(Source data)
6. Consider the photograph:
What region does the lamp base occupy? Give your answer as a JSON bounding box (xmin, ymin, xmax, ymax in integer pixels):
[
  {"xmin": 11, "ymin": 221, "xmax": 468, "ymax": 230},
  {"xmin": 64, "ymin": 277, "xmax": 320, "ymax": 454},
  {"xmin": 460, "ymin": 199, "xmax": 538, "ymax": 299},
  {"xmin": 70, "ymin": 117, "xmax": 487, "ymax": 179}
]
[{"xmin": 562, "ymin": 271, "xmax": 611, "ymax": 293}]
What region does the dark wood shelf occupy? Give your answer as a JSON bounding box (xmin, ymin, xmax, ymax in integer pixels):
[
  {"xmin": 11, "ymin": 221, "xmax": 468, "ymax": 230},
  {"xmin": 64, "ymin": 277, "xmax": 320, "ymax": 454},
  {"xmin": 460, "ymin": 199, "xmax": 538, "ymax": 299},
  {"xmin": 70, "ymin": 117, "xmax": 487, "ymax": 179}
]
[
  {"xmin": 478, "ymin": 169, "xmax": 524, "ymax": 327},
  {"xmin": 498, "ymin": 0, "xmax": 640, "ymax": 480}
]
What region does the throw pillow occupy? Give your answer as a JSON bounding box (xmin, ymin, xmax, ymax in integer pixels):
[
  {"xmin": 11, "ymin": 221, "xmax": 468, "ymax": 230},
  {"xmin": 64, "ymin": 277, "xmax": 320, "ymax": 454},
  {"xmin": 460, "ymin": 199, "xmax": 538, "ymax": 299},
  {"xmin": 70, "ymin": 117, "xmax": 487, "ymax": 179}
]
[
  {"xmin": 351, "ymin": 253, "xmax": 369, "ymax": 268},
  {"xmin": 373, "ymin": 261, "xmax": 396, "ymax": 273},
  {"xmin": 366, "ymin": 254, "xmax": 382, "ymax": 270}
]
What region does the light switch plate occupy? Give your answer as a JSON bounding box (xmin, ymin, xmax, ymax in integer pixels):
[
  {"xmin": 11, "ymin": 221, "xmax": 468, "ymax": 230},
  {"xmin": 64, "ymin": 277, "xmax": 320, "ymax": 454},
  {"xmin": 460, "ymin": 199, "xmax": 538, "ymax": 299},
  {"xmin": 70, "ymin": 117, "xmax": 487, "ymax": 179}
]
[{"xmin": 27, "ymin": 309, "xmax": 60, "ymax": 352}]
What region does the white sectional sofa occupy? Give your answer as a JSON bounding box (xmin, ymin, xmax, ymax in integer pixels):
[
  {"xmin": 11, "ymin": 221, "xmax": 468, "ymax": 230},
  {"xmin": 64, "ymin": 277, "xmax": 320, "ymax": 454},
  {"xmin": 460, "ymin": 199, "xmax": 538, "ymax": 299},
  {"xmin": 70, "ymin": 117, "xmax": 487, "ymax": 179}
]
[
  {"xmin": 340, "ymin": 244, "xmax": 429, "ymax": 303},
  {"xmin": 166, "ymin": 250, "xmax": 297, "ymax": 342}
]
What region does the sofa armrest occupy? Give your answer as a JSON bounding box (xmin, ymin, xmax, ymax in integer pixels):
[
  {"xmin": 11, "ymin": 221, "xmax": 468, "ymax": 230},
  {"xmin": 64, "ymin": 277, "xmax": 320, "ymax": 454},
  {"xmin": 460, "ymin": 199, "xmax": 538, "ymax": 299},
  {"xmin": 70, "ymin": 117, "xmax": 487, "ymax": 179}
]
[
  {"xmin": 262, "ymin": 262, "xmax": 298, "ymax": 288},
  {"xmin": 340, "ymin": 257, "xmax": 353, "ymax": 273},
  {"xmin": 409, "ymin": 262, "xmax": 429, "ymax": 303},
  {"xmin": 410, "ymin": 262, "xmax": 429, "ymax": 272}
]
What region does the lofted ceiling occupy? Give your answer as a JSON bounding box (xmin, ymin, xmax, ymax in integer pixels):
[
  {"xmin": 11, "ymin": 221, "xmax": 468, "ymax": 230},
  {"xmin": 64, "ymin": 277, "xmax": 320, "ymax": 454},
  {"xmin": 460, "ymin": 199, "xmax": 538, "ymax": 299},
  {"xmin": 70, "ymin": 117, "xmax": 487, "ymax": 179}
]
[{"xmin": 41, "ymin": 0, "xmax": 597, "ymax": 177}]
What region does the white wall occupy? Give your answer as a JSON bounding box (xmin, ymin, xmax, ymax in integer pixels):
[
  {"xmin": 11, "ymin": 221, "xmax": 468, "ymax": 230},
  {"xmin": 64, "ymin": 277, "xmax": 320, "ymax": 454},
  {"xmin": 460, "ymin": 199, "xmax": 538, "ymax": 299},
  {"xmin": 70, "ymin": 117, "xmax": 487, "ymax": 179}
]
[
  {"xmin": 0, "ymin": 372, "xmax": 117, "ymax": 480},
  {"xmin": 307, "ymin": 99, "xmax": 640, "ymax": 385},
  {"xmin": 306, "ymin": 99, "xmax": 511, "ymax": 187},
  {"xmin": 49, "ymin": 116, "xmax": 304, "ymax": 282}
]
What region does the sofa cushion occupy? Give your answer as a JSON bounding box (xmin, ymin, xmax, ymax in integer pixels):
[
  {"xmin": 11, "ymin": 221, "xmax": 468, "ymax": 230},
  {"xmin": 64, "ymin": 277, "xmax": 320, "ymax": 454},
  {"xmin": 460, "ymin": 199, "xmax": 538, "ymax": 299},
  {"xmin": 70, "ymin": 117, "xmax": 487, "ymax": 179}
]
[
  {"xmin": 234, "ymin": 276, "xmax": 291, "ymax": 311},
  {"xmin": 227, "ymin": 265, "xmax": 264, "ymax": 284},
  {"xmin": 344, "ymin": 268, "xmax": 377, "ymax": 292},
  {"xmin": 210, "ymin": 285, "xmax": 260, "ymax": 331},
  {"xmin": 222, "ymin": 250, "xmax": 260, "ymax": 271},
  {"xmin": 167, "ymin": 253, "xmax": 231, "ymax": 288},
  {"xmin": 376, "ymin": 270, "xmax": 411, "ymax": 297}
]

• Exercise directions: Quote every line of the items above word for word.

• Final result:
6. Consider the photograph:
What region does the lamp base occupy? Give your answer as a JSON bounding box (xmin, ymin, xmax, ymax in integer pixels):
[
  {"xmin": 11, "ymin": 221, "xmax": 468, "ymax": 230},
  {"xmin": 64, "ymin": 277, "xmax": 320, "ymax": 454},
  {"xmin": 460, "ymin": 199, "xmax": 538, "ymax": 299},
  {"xmin": 70, "ymin": 117, "xmax": 487, "ymax": 179}
]
[{"xmin": 562, "ymin": 271, "xmax": 611, "ymax": 293}]
What region does the dark wood shelf occupy? Give your answer as a JSON bounding box (xmin, ymin, xmax, ymax in integer pixels):
[
  {"xmin": 11, "ymin": 221, "xmax": 468, "ymax": 230},
  {"xmin": 64, "ymin": 277, "xmax": 320, "ymax": 454},
  {"xmin": 460, "ymin": 199, "xmax": 538, "ymax": 299},
  {"xmin": 70, "ymin": 117, "xmax": 487, "ymax": 179}
]
[
  {"xmin": 478, "ymin": 169, "xmax": 524, "ymax": 327},
  {"xmin": 498, "ymin": 0, "xmax": 640, "ymax": 480}
]
What region does the throw pillow occupy? Give your answer as a JSON bounding box (xmin, ymin, xmax, ymax in integer pixels):
[
  {"xmin": 11, "ymin": 221, "xmax": 468, "ymax": 230},
  {"xmin": 64, "ymin": 277, "xmax": 320, "ymax": 454},
  {"xmin": 460, "ymin": 199, "xmax": 538, "ymax": 299},
  {"xmin": 70, "ymin": 117, "xmax": 487, "ymax": 179}
]
[
  {"xmin": 351, "ymin": 253, "xmax": 369, "ymax": 268},
  {"xmin": 373, "ymin": 261, "xmax": 396, "ymax": 273},
  {"xmin": 366, "ymin": 254, "xmax": 382, "ymax": 270}
]
What region does the light switch plate occupy? Give your answer as a JSON bounding box (xmin, ymin, xmax, ymax in integer pixels):
[
  {"xmin": 11, "ymin": 221, "xmax": 468, "ymax": 230},
  {"xmin": 64, "ymin": 277, "xmax": 320, "ymax": 454},
  {"xmin": 460, "ymin": 199, "xmax": 538, "ymax": 299},
  {"xmin": 70, "ymin": 117, "xmax": 487, "ymax": 179}
]
[{"xmin": 27, "ymin": 309, "xmax": 60, "ymax": 352}]
What region does the white sectional sofa occupy? Give your answer as a JSON bounding box (xmin, ymin, xmax, ymax in integer pixels):
[
  {"xmin": 11, "ymin": 221, "xmax": 468, "ymax": 230},
  {"xmin": 64, "ymin": 277, "xmax": 320, "ymax": 454},
  {"xmin": 460, "ymin": 199, "xmax": 538, "ymax": 299},
  {"xmin": 70, "ymin": 117, "xmax": 487, "ymax": 179}
]
[
  {"xmin": 340, "ymin": 244, "xmax": 429, "ymax": 303},
  {"xmin": 166, "ymin": 250, "xmax": 297, "ymax": 342}
]
What region does the sofa armrest occupy? Give your answer as a JSON bounding box (xmin, ymin, xmax, ymax in integer pixels):
[
  {"xmin": 11, "ymin": 221, "xmax": 468, "ymax": 230},
  {"xmin": 64, "ymin": 277, "xmax": 320, "ymax": 454},
  {"xmin": 460, "ymin": 199, "xmax": 538, "ymax": 299},
  {"xmin": 70, "ymin": 117, "xmax": 487, "ymax": 179}
]
[
  {"xmin": 262, "ymin": 262, "xmax": 298, "ymax": 288},
  {"xmin": 340, "ymin": 257, "xmax": 353, "ymax": 273},
  {"xmin": 409, "ymin": 262, "xmax": 429, "ymax": 303},
  {"xmin": 410, "ymin": 262, "xmax": 429, "ymax": 272}
]
What region does the lofted ceiling occupy? Give your answer as a JSON bounding box (xmin, ymin, xmax, ymax in integer pixels):
[
  {"xmin": 11, "ymin": 221, "xmax": 468, "ymax": 230},
  {"xmin": 64, "ymin": 277, "xmax": 320, "ymax": 454},
  {"xmin": 460, "ymin": 199, "xmax": 538, "ymax": 299},
  {"xmin": 70, "ymin": 117, "xmax": 487, "ymax": 179}
]
[{"xmin": 41, "ymin": 0, "xmax": 597, "ymax": 177}]
What region does the white wall occupy? Give your answer as a JSON bounding box (xmin, ymin, xmax, ymax in integer pixels):
[
  {"xmin": 11, "ymin": 221, "xmax": 468, "ymax": 230},
  {"xmin": 64, "ymin": 277, "xmax": 320, "ymax": 454},
  {"xmin": 460, "ymin": 199, "xmax": 538, "ymax": 299},
  {"xmin": 70, "ymin": 117, "xmax": 487, "ymax": 179}
]
[
  {"xmin": 0, "ymin": 372, "xmax": 117, "ymax": 480},
  {"xmin": 307, "ymin": 99, "xmax": 640, "ymax": 385},
  {"xmin": 306, "ymin": 99, "xmax": 511, "ymax": 187},
  {"xmin": 49, "ymin": 116, "xmax": 304, "ymax": 282}
]
What region does the sofa cushion occupy? Give your answer as a JSON bounding box (xmin, ymin, xmax, ymax in integer pixels):
[
  {"xmin": 11, "ymin": 221, "xmax": 468, "ymax": 230},
  {"xmin": 64, "ymin": 277, "xmax": 320, "ymax": 454},
  {"xmin": 460, "ymin": 199, "xmax": 538, "ymax": 299},
  {"xmin": 70, "ymin": 117, "xmax": 487, "ymax": 179}
]
[
  {"xmin": 234, "ymin": 276, "xmax": 291, "ymax": 311},
  {"xmin": 227, "ymin": 265, "xmax": 264, "ymax": 284},
  {"xmin": 344, "ymin": 268, "xmax": 377, "ymax": 292},
  {"xmin": 210, "ymin": 285, "xmax": 260, "ymax": 331},
  {"xmin": 222, "ymin": 250, "xmax": 260, "ymax": 271},
  {"xmin": 167, "ymin": 253, "xmax": 231, "ymax": 288},
  {"xmin": 376, "ymin": 270, "xmax": 411, "ymax": 297}
]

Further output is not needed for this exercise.